PROBLEM: Can you render the rows below as a numbered list, starting with the line containing "# point at: protest sign" and continuing through the line containing "x=91, y=117", both included, with any blank lines left out and no other lines added?

■ ■ ■ ■ ■

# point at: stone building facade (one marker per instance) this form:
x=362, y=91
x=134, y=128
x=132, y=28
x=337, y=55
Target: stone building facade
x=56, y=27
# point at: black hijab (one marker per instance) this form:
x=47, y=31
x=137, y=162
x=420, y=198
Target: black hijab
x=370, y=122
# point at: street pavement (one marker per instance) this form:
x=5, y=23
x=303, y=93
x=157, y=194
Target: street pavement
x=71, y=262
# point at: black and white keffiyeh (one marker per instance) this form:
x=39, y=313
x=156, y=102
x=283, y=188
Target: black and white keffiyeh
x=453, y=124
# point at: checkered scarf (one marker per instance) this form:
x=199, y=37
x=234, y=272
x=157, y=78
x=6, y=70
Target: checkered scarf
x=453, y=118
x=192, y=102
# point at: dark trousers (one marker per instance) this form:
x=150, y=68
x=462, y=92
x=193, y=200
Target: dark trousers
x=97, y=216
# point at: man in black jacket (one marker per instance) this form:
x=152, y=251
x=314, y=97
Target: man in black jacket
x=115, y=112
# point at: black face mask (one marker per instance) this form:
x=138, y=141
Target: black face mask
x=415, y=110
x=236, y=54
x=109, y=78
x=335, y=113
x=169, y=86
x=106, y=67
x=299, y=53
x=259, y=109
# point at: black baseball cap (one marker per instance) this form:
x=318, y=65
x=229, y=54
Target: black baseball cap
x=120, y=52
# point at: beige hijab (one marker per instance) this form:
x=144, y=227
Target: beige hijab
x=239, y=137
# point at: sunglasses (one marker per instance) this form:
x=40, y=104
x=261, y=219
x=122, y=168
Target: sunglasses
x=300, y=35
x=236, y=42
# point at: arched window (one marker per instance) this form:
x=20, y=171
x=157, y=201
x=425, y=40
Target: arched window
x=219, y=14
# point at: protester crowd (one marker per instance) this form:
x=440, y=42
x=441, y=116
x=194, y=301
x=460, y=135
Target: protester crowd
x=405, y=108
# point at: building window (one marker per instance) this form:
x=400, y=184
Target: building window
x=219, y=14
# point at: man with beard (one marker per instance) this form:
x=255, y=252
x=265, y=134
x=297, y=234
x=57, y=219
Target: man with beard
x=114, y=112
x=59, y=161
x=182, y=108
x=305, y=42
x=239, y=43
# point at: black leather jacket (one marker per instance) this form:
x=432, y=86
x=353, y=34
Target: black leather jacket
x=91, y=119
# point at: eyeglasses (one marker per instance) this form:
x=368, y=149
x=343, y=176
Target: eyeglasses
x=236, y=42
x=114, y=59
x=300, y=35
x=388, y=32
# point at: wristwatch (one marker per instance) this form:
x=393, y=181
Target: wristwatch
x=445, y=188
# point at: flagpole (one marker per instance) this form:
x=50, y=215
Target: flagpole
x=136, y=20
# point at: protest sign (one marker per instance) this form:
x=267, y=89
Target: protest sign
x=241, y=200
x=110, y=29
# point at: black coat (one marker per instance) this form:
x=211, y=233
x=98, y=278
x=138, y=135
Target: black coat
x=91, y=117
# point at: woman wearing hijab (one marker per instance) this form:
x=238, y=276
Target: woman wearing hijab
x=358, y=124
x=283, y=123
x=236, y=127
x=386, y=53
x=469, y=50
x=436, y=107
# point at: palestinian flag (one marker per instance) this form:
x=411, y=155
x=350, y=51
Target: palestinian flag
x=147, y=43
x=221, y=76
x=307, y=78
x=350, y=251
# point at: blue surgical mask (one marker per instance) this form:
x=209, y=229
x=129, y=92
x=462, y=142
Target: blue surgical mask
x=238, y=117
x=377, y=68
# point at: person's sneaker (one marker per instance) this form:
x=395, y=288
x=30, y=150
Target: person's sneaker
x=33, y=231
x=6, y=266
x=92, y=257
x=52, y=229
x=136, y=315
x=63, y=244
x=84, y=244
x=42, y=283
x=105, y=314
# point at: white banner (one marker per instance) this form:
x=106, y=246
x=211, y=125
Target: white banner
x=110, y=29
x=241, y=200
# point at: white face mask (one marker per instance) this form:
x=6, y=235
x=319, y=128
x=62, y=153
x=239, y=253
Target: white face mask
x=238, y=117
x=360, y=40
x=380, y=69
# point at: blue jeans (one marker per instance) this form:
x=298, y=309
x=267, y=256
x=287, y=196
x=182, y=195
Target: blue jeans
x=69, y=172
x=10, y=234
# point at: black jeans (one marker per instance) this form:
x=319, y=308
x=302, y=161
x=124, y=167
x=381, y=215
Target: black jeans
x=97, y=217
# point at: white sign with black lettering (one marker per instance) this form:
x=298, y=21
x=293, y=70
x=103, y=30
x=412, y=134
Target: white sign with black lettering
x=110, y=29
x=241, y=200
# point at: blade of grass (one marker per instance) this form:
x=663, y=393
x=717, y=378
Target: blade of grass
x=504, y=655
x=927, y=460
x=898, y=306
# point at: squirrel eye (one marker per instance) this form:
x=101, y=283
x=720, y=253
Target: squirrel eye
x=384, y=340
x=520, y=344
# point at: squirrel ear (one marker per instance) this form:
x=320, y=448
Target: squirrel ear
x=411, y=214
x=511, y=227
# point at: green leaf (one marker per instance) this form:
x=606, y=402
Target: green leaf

■ ■ ■ ■ ■

ANSWER TO THIS PROBLEM:
1. # point at: protest sign (one marker per instance) this form:
2. x=267, y=89
3. Target: protest sign
4. x=241, y=200
5. x=110, y=29
6. # point at: black coat (one marker per instance) this form:
7. x=211, y=233
8. x=98, y=278
9. x=138, y=135
10. Target: black coat
11. x=91, y=117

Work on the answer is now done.